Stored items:
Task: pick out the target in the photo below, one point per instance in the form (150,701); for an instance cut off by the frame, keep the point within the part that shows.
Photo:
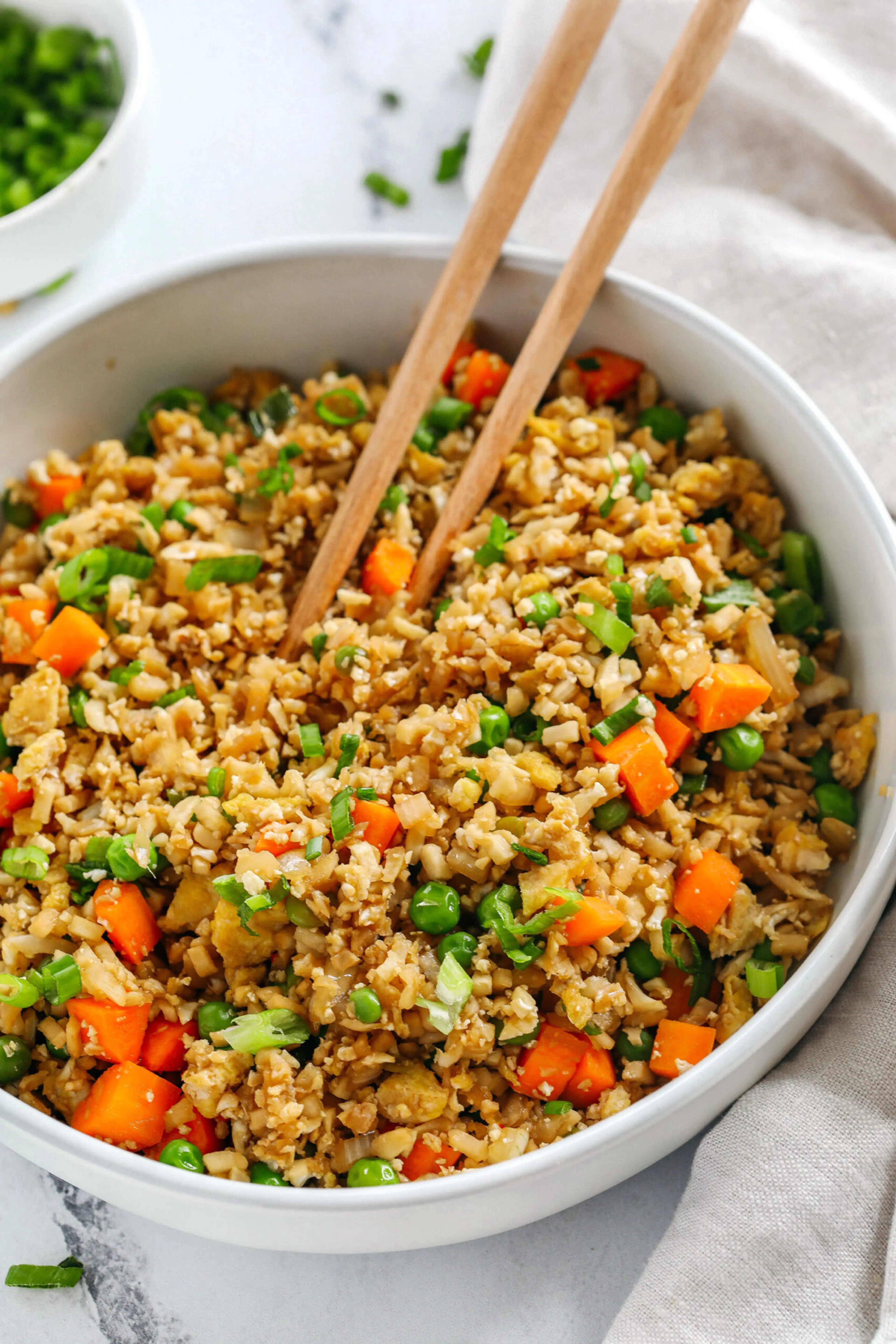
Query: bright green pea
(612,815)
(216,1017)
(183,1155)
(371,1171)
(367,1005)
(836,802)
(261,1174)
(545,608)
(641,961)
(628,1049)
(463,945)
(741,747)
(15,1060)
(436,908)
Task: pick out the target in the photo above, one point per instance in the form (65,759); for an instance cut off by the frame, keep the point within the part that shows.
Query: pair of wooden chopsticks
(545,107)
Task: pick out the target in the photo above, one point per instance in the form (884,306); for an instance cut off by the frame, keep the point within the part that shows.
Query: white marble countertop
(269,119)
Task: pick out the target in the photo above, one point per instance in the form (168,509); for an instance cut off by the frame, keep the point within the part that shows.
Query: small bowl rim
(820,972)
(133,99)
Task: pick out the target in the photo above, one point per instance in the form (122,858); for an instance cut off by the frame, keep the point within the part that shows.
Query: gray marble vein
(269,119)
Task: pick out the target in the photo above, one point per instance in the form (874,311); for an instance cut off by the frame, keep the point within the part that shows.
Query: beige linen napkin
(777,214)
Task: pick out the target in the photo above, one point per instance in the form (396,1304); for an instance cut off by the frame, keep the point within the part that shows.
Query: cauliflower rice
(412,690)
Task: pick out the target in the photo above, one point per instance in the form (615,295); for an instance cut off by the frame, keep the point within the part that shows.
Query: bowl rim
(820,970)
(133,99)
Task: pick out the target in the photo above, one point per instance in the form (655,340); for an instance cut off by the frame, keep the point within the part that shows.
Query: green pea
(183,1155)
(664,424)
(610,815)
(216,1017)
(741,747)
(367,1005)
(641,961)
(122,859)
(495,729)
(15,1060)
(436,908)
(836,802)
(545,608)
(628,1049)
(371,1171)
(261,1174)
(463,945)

_Goal of the exercise_: Can you update all of the lines above so that "bowl rim" becomes "bowl edge" throughout, with nothing else changed? Leave the pictures out of your answer.

_Task output_:
Task: pick out the target in the photo below, one point per instance in the form (150,701); for an instance cut off by the frame, keep the point within the part that shows.
Photo:
Query: bright green pea
(612,815)
(216,1017)
(183,1155)
(371,1171)
(367,1005)
(836,802)
(261,1174)
(545,608)
(641,961)
(628,1049)
(463,945)
(741,747)
(15,1060)
(436,908)
Task: pick out the target in the photo above, one point per instance in the form (65,759); for an instance cut off by the frame, keep the point within the part that shows.
Query: pair of wooden chopsticks
(545,107)
Task: pick out the target in the photo above, one point per instance in the form (884,306); for an instance cut off by the frame, keep the point within the part that shows.
Query: white marble countertop
(269,119)
Task: pick out the target in the photo above, one point per instance in the form (168,509); for an instance cut off by the frame, keep the point within the part that shows.
Query: small bowl edge
(820,972)
(133,99)
Task: pick out the target in the photo above, one point per instance in the form (122,858); for an instance cut off by the frame, keep the point within the part that shows.
Query: gray marble vein
(269,119)
Task: pick out the target in the photo above, one point per instance in the form (874,311); for an instance cut off by the frame, keep the point within the part that shows.
Query: beige linen napkin
(777,214)
Task: pick out the target in the photo above, one point per instance in the form (396,1304); for an instance cut off by the frame, keep the point within the part that shows.
Query: cauliflower rice
(412,690)
Task: pick out the target in the photo above, one point per instance in the form (615,295); for an instance cut off by the frame, keep the point within the part that shows.
Query: bowl edge
(820,970)
(133,99)
Task: pick out the target in the photo above, one point per instance in the form (655,340); for an instance cut off by the frame, keep the point within the part that shows.
Query: green pea
(183,1155)
(664,424)
(610,815)
(216,1017)
(741,747)
(367,1005)
(641,961)
(122,859)
(495,729)
(15,1060)
(436,908)
(836,802)
(545,608)
(628,1049)
(371,1171)
(261,1174)
(463,945)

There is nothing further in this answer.